- [Условие задачи]: Перепишите строки ниже нумерованным списком, пустые строки опустите.

- [Строки набора данных]:
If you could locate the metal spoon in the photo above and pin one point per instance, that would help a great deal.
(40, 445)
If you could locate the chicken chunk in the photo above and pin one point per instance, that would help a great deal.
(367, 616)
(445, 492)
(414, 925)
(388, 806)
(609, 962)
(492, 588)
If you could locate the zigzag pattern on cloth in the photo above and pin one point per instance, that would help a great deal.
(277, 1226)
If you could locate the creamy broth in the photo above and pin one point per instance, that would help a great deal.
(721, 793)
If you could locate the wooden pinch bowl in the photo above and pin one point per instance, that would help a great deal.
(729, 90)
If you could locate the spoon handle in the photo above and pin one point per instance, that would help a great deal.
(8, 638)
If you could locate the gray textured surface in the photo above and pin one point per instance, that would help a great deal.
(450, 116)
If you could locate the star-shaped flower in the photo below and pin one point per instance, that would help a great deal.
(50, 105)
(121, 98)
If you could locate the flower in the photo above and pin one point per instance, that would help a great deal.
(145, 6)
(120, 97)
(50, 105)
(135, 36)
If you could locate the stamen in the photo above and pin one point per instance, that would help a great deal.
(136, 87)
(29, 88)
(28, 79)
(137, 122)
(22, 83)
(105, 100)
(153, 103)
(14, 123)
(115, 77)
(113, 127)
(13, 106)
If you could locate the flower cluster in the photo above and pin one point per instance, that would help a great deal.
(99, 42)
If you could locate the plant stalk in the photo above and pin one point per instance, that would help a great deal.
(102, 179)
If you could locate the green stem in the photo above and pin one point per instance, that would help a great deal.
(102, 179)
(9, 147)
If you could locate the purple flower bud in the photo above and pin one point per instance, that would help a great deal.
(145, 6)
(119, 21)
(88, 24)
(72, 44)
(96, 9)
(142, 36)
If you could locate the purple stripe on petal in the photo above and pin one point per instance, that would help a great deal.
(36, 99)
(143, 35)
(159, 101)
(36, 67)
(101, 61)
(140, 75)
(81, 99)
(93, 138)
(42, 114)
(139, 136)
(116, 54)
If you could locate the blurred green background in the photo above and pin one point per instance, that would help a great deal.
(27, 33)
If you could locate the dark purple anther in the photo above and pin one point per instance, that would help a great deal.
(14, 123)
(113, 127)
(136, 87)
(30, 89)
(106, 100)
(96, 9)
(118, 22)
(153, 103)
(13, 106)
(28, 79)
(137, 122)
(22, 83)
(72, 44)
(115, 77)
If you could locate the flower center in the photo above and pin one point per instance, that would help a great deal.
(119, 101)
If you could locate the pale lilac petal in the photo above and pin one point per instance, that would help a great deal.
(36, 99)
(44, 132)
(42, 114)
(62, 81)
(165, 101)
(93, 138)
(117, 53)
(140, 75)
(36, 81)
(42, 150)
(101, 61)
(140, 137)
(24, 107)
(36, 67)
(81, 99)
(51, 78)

- [Правильный ответ]:
1. If you could locate the metal spoon in the photo above and pin one point per instance, that would help a great deal.
2. (40, 445)
3. If you could locate the chicken chunk in the photo above and pin one point per instance, that would help a great deal.
4. (367, 616)
5. (445, 492)
6. (414, 925)
7. (388, 806)
8. (609, 962)
9. (492, 588)
10. If you could locate the zigzag pattern on cloth in the photo above and pin one point per instance, that would help a great deal.
11. (277, 1226)
12. If you could locate the creamy broth in the photo above and pin one point per instance, that would help a great deal.
13. (721, 793)
14. If you could locate the wooden pinch bowl in the photo above and pin one point per instance, that would help a great deal.
15. (729, 90)
16. If you could locate the spoon handle in the photo above and pin one point per instance, that would help a great deal.
17. (8, 638)
18. If you could locate the gray textured surface in the photo above and pin one point per instance, that would help a great deal.
19. (450, 116)
20. If you could locate the star-shaped flower in the photo below and pin one point per instance, that would help a great deal.
21. (50, 105)
22. (121, 98)
23. If you could locate the flower in the photo above and pin one point per instance, that would help a great deal.
24. (145, 6)
25. (120, 97)
26. (50, 105)
27. (135, 36)
28. If you could locate the stamen in the photo above and pin one point per instance, that would help a great deal.
29. (136, 87)
30. (29, 88)
31. (28, 79)
32. (137, 122)
33. (22, 83)
34. (105, 100)
35. (153, 103)
36. (14, 123)
37. (115, 77)
38. (113, 127)
39. (13, 106)
40. If you could locate the flower cluster in the photo above and pin one point per instance, that would help a great deal.
41. (99, 42)
42. If you could locate the plant stalk in the photo above and pin one point per instance, that would help a great deal.
43. (102, 179)
44. If you could locate the green stem in the photo above and pin one point per instance, that would help a great deal.
45. (102, 179)
46. (9, 147)
47. If you could locate the purple flower bud in the photo above and pin one point per instance, that would help a great deal.
48. (145, 6)
49. (119, 21)
50. (88, 24)
51. (72, 44)
52. (96, 9)
53. (142, 36)
54. If you could locate the purple stripe on petal in the photo above and pin one point per instance, that would help a great deal.
55. (36, 99)
56. (143, 35)
57. (159, 101)
58. (36, 67)
59. (101, 61)
60. (140, 75)
61. (81, 99)
62. (93, 138)
63. (42, 114)
64. (139, 136)
65. (116, 54)
66. If you could locate the blurred green background in the photo above and pin one point per instance, that would help a great deal.
67. (27, 33)
68. If you could locate the dark purple anther in the photo above and pin one point per instance, that would help a great deal.
69. (14, 123)
70. (113, 127)
71. (136, 87)
72. (30, 89)
73. (106, 100)
74. (96, 9)
75. (118, 22)
76. (153, 103)
77. (13, 106)
78. (28, 79)
79. (137, 122)
80. (22, 83)
81. (72, 44)
82. (115, 77)
83. If you could locate the flower center in the photo above and pin one point per instance, that would help a great deal.
84. (119, 101)
85. If you could locate the pale lilac petal in the photo above and pin one point per instance, that would help a great deal.
86. (36, 99)
87. (44, 132)
88. (42, 114)
89. (62, 81)
90. (165, 101)
91. (93, 138)
92. (117, 53)
93. (140, 75)
94. (36, 81)
95. (42, 150)
96. (101, 61)
97. (140, 137)
98. (24, 107)
99. (36, 67)
100. (81, 99)
101. (51, 78)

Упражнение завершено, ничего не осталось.